Location annotation dataset excerpts:
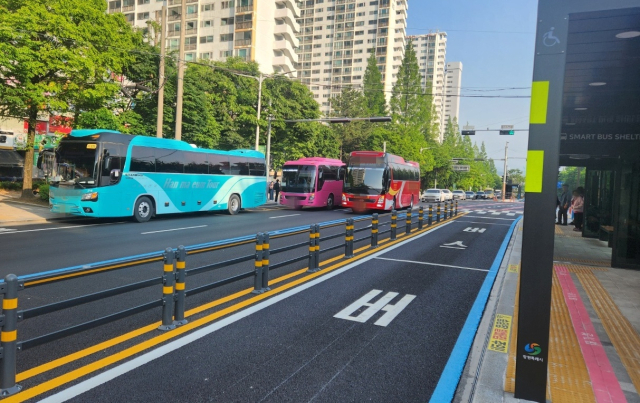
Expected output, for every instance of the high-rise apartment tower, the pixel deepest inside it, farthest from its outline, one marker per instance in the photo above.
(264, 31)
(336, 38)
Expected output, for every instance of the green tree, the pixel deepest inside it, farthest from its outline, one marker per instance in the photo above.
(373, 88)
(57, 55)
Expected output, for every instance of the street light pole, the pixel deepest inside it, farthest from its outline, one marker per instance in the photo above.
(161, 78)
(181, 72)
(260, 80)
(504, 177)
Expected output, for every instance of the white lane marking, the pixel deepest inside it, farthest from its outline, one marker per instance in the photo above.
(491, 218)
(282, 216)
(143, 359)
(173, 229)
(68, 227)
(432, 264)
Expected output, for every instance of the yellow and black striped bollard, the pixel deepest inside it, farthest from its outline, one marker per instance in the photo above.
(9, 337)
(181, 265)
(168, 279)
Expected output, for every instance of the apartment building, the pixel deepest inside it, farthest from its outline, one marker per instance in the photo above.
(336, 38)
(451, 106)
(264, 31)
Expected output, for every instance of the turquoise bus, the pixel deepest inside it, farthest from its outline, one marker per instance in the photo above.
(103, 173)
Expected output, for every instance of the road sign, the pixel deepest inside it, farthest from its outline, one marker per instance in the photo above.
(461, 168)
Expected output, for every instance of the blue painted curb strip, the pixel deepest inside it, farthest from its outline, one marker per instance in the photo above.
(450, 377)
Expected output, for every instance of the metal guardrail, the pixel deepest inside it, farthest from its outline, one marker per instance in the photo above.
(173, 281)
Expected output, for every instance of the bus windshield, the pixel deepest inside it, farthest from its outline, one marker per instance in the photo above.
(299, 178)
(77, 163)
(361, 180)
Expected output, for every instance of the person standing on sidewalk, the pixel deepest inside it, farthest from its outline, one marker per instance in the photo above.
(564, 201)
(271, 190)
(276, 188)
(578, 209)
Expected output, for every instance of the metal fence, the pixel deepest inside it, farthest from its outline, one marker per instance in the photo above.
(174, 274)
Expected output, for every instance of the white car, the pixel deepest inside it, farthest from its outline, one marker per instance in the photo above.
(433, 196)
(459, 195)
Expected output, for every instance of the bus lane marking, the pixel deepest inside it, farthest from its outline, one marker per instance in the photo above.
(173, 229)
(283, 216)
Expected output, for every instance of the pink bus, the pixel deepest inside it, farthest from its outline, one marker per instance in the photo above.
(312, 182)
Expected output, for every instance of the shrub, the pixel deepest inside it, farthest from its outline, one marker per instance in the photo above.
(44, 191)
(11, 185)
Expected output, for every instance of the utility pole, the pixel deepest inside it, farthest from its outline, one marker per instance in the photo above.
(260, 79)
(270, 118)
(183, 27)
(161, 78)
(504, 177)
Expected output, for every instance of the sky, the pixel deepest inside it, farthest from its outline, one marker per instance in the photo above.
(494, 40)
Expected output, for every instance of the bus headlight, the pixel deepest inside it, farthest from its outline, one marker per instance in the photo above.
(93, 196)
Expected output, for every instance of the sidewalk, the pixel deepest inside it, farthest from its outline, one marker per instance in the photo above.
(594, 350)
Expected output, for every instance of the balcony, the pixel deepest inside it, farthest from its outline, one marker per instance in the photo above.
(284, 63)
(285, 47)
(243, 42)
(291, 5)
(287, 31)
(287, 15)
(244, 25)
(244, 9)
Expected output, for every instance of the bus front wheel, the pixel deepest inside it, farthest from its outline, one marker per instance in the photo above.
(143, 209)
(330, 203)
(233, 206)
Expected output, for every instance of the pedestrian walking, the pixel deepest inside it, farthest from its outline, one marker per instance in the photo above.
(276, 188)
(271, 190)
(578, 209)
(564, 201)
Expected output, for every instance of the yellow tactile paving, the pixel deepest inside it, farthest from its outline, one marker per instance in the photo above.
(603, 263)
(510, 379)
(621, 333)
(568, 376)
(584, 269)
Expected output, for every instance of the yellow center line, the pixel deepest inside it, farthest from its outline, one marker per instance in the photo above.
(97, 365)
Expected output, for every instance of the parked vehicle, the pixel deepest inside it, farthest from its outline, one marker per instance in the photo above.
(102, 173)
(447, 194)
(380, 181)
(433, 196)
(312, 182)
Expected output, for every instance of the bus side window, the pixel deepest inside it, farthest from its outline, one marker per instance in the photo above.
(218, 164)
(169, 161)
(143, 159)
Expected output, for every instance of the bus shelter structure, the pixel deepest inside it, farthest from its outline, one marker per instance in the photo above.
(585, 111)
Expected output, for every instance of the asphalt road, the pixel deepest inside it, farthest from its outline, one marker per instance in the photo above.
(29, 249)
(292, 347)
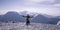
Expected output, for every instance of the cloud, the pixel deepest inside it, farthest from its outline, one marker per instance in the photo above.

▶ _WRITTEN TASK_: Add -102 to every coordinate value in the points from the line containing "Expected output, for every instance of the parked" through the end of the listing, and write that whole part out again, with the requests included. Leave the pictures out of your answer.

▶ _RESULT OF THIS EXERCISE_:
Expected output, for every instance of the parked vehicle, the pixel deepest inside it, farthest from its outline, one marker per instance in the photo above.
(0, 71)
(345, 92)
(278, 79)
(331, 94)
(210, 80)
Expected output, for every instance of the bus side window, the pixel deepest inside it, farthest from its outline, one marker per instance in the photo above.
(116, 62)
(67, 59)
(41, 57)
Expected output, for every instance of the bus shelter structure, the pixel deepest inside it, farthest from its outline, one marker per instance in the photo above.
(483, 9)
Expected output, for every instance of the asphalt road, the pixel deepest inside it, farthest from its outline, one marker per instance in the photo above.
(-73, 147)
(190, 245)
Expected output, for every instance of the cloud, the pixel deepest inside it, farthest from its outline, one marker per instance in the photo above.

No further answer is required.